Management's Discussion and Analysis of Financial Condition and Results of


                                   Operations

CO2 Revenues and Expenses



We sell a portion of the CO2 we produce from Jackson Dome to third-party
industrial users at various contracted prices primarily under long-term
contracts. We recognize the revenue received on these CO2 sales as "CO2 sales
and transportation fees" with the corresponding costs recognized as "CO2
operating and discovery expenses" in our Unaudited Condensed Consolidated
Statements of Operations. CO2 sales and transportation fees were $10.7 million
during the three months ended March 31, 2023, compared to $13.4 million during
the three months ended March 31, 2022. The decrease in CO2 sales and
transportation fees from the prior-year period is primarily due to a short-term
sales contract in place during the first quarter of 2022 as well as unplanned
downtime of third-party purchasers.

Oil Marketing Revenues and Purchases



In certain situations, we purchase and subsequently sell oil from third parties.
We recognize the revenue received and the associated expenses incurred on these
sales on a gross basis as "Oil marketing revenues" and "Oil marketing purchases"
in our Unaudited Condensed Consolidated Statements of Operations.

Commodity Derivative Contracts



We have routinely entered into oil derivative contracts to provide an economic
hedge of our exposure to commodity price risk associated with anticipated future
oil production and to provide more certainty to our future cash flows. These
contracts currently consist of fixed-price swaps and costless collars. The
following table summarizes the impact our crude oil derivative contracts had on
our operating results for the three months ended March 31, 2023 and 2022:
                                                                    Three Months Ended
                                                                        March 31,
In thousands                                                       2023           2022

Receipt (payment) on settlements of commodity derivatives $ 2,065

   $  (93,057)
Noncash fair value gains (losses) on commodity derivatives        21,058         (99,662)

Material:
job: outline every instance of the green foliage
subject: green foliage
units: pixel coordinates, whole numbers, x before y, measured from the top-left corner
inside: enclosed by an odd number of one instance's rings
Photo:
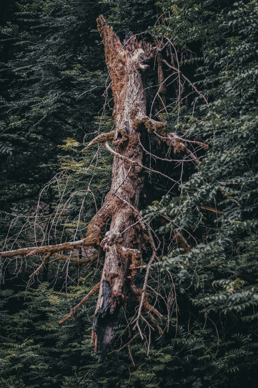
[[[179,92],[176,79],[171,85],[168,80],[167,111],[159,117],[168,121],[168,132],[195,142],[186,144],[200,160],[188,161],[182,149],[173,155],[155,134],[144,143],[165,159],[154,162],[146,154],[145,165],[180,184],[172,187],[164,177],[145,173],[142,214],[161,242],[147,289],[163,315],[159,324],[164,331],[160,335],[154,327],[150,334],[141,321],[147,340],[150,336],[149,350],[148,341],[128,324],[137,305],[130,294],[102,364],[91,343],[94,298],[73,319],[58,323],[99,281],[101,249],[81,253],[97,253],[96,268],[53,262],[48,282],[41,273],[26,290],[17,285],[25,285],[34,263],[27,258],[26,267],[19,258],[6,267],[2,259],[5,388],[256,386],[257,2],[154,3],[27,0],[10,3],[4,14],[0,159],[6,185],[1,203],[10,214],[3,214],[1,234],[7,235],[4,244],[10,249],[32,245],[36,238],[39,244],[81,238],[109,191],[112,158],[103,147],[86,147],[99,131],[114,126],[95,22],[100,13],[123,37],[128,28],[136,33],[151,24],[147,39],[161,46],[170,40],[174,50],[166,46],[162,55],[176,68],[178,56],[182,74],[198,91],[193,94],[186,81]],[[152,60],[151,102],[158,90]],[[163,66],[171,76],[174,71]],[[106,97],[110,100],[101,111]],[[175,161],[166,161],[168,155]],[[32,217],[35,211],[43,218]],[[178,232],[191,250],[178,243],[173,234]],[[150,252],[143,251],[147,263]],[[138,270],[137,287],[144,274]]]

---

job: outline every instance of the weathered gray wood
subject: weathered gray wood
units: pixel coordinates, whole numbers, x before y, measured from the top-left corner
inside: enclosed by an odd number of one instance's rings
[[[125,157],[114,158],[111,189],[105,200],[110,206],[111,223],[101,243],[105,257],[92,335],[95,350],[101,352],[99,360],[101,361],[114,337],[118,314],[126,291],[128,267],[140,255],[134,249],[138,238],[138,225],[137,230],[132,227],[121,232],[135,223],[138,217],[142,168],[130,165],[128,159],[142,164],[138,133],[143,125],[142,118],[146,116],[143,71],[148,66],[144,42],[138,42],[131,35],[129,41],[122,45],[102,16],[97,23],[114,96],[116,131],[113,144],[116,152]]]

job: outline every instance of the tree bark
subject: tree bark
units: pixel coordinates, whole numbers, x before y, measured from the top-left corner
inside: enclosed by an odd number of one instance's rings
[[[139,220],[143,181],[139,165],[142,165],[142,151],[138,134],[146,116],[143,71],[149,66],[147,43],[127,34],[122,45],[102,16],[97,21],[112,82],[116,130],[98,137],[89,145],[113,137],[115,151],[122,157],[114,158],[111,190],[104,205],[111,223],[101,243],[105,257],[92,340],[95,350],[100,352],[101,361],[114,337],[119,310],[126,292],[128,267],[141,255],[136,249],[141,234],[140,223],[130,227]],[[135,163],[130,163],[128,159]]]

Required task:
Transcribe the passage of the financial discussion above word for word, starting with "We recognize the revenue received and" and going on through "Consolidated Statements of Operations.".

Worked answer:
We recognize the revenue received and the associated expenses incurred on these
sales on a gross basis as "Oil marketing revenues" and "Oil marketing purchases"
in our Unaudited Condensed Consolidated Statements of Operations.